##### Quoted passage #####

It is further agreed that:

	
 
	
(i)
	
the Buyer shall satisfy the obligation to pay to Antonioli the Downwards Price Fluctuation Adjustment (if any) through the issuance by Farfetch, on behalf of the Buyer and in favour of Antonioli, of such amount of Farfetch’s Class A Shares (or such closest whole number in order to avoid any split of shares) which is equal to (a) the Downwards Price Fluctuation Adjustment divided by (b) the Liquid Date Price Per FF Share;

	
 
	
(ii)
	
the MB Vehicle shall satisfy the obligation to pay to the Buyer the Upwards Price Fluctuation Adjustment (if any) through the transfer to the Buyer of such amount of MB Vehicle FF Shares (or such closest whole number in order to avoid any split of shares) which is equal to (a) the Upwards Price Fluctuation Adjustment divided by (b) the Liquid Date Price Per FF Share; and

	
 
	
(iii)
	
no further adjustment shall be made pursuant to Section 4.3(a) in respect of the shares issued by Farfetch, on behalf of the Buyer, pursuant to paragraph (i) above.

	
5.
	
PRE-CLOSING ACTIONS

	
5.1
	
KYC

The Sellers undertake to cooperate with the Buyer with respect to all reasonable requests that it might have to comply with the relevant “know your customer” internal policy and procedures in connection with the envisaged Transaction (including, without limitation, by providing notarized and apostilled copies of passports, IDs certificates of incorporation and/or any other relevant document concerning the Sellers and/or any of the NGG Group Companies). It is understood that any reasonable and duly documented cost and expense incurred by the Sellers for the purposes thereof shall be borne by the Buyer.

	
5.2
	
Resignations of directors and auditors and designation of the directors and auditors

	
 
	
(a)
	
The Sellers shall cause all of the directors of the Company and/or of the Subsidiaries to be notified in writing by the Buyer to the Sellers timely prior to the Closing Date to resign or otherwise cease from their offices as of the Closing Date and to deliver to the Buyer and the Company and/or the relevant Subsidiary the resignation letters (the “Directors Resignation Letters”) confirming that they have no claims for compensation for termination, loss of office, unpaid remuneration or otherwise vis-à-vis the Company and/or the relevant Subsidiary, with the exception of any amount accrued in relation to such office up to the Closing Date and unpaid at the Closing Date (if any). 

31

 

 

 

	
 
	
(b)
	
The Sellers shall use their reasonable efforts to induce the statutory auditor or the members (effective and/or alternate) of the board of statutory auditors (or any other similar supervisory body) of the Company and/or of the Subsidiaries to be notified in writing by the Buyer to the Sellers timely prior to the Closing Date to resign from the office on or as of the Closing Date and to deliver to the Buyer and the Company and/or the relevant NGG Group Company the resignation letters (the “Statutory Auditors Resignation Letters”) confirming that they have no claims for compensation for termination, loss of office, unpaid remuneration or otherwise vis-à-vis the Company and/or the relevant Subsidiary, with the exception of any amount accrued in relation to such office up to the Closing Date (or up to the effective date of resignation) and unpaid at the Closing Date (or at the effective date of resignation), if any. 

	
 
	
(c)

##### Information given #####

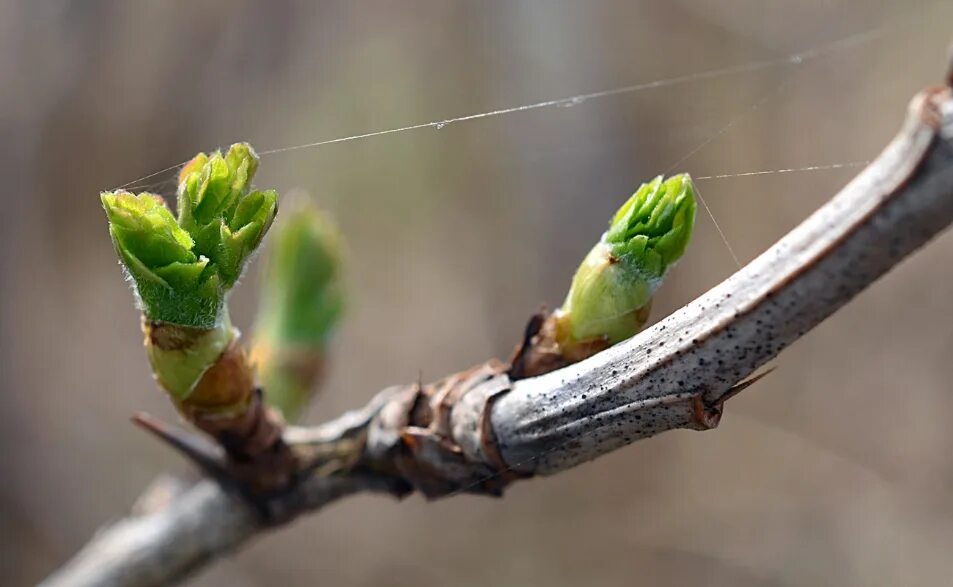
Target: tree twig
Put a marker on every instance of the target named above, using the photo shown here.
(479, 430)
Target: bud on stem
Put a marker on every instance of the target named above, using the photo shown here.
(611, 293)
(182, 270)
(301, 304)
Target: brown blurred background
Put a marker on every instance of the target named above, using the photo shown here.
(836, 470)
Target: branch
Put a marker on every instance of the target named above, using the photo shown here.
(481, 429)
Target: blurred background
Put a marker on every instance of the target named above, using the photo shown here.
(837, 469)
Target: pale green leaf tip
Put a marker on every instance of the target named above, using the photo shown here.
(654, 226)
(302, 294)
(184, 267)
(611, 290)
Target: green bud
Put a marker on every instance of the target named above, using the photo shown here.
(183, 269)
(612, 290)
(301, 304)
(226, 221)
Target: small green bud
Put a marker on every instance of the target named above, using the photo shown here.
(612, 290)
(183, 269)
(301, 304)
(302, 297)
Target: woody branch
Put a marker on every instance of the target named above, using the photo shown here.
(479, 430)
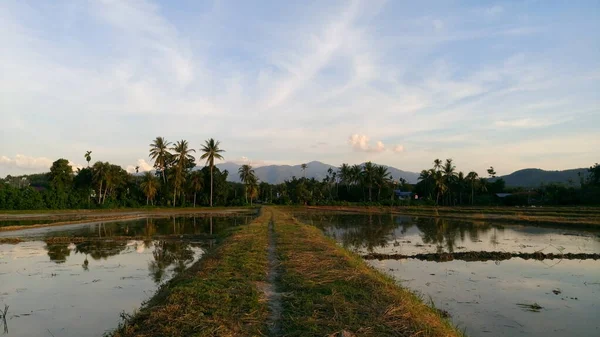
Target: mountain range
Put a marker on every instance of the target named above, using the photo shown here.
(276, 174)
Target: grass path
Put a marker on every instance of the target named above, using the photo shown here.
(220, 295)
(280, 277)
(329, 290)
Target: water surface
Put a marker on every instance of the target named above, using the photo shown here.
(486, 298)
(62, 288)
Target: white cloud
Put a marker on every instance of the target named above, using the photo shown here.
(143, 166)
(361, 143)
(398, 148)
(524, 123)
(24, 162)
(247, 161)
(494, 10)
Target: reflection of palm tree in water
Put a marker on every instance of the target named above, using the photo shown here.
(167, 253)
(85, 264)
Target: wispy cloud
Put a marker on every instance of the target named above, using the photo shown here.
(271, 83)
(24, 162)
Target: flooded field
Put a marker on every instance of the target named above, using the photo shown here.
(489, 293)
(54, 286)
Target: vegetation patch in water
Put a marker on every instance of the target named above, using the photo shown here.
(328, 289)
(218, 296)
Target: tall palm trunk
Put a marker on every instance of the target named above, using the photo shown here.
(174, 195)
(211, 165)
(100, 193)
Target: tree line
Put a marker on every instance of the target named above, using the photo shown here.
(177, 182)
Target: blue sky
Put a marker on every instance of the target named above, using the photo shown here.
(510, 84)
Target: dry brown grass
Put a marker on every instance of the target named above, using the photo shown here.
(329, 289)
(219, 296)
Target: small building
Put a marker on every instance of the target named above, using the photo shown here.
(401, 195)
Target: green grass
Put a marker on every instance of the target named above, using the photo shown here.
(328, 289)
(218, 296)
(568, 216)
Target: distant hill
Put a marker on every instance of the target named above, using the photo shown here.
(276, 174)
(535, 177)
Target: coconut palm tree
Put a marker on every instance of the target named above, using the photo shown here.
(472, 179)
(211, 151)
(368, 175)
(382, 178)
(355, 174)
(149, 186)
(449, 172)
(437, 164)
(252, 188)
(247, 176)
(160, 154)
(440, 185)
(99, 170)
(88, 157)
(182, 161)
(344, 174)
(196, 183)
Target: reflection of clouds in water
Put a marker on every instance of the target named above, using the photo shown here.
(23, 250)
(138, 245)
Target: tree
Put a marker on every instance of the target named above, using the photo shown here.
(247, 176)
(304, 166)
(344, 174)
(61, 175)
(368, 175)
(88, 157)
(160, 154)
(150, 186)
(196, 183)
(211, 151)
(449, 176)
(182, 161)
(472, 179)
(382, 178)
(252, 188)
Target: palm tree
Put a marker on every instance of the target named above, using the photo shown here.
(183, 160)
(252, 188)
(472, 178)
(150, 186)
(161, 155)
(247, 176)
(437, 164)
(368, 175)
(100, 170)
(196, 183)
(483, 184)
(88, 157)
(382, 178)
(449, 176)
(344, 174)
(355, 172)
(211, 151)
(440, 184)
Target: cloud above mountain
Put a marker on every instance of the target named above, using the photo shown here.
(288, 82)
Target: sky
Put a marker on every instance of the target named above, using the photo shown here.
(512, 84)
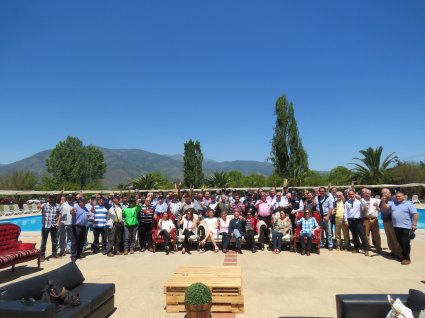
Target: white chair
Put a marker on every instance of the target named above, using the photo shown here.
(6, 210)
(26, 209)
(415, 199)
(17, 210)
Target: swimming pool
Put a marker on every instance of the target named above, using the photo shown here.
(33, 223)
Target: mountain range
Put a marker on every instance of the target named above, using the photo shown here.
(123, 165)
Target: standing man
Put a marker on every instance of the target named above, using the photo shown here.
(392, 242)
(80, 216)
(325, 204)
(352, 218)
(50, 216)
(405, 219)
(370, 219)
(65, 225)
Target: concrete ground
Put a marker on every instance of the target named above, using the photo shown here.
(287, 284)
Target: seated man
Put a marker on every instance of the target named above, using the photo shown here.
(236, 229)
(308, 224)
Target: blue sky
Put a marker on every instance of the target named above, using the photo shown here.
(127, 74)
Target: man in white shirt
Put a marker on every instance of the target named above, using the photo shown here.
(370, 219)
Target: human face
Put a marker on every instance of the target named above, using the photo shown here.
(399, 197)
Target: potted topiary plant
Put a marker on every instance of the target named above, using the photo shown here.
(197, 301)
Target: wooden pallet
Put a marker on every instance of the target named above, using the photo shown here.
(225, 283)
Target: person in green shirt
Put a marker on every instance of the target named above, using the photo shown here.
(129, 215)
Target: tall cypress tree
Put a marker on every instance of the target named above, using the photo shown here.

#####

* **Tasks for this exercise**:
A. Write out the agreement excerpt word for word, everything from "The Sellers shall cause" down to "Date (if any).".
B. According to the agreement excerpt, who bears the reasonable and duly documented costs the Sellers incur in cooperating with the Buyer's "know your customer" requests?
C. Continue the agreement excerpt from the point where it stops.
The data are separate from the agreement excerpt and are not part of it.

* **Expected outputs**:
A.
The Sellers shall cause all of the directors of the Company and/or of the Subsidiaries to be notified in writing by the Buyer to the Sellers timely prior to the Closing Date to resign or otherwise cease from their offices as of the Closing Date and to deliver to the Buyer and the Company and/or the relevant Subsidiary the resignation letters (the “Directors Resignation Letters”) confirming that they have no claims for compensation for termination, loss of office, unpaid remuneration or otherwise vis-à-vis the Company and/or the relevant Subsidiary, with the exception of any amount accrued in relation to such office up to the Closing Date and unpaid at the Closing Date (if any).

B. The Buyer bears those costs.

C.
Timely prior to the Closing Date, the Buyer shall notify to the Sellers the designations of:

	
 
	
(i)
	
the directors of the Company and/or of the other NGG Group Companies to be appointed at Closing upon designation of the Buyer; and

	
 
	
(ii)
	
the statutory auditor or the members (effective and/or alternate) of the board of statutory auditors (or any other similar supervisory body) of the Company and/or of the other NGG Group Companies to be appointed at Closing upon designation of the Buyer.

For clarity, on Closing, immediately after the transfer of the Shares from the Sellers to the Buyer, the latter shall cause the shareholders’ meetings of the Group Companies to be held in order to replace the resigned directors and auditors.

	
 
	
(d)
	
Prior to or on the Closing Date, the Sellers shall:

	
 
	
(i)
	
cause the shareholders’ meetings of the Company and County to be validly held on the Closing Date for the purpose of appointing new directors and new statutory auditors, all in accordance with the designations made by the Buyer pursuant to Section 5.2(c);

	
 
	
(ii)
	
cause the shareholders’ meeting of the Company to be held on the Closing Date in order to resolve upon the adoption of the NGG By-Laws that the Buyer will timely notify to the Sellers prior to Closing;

	
 
	
(iii)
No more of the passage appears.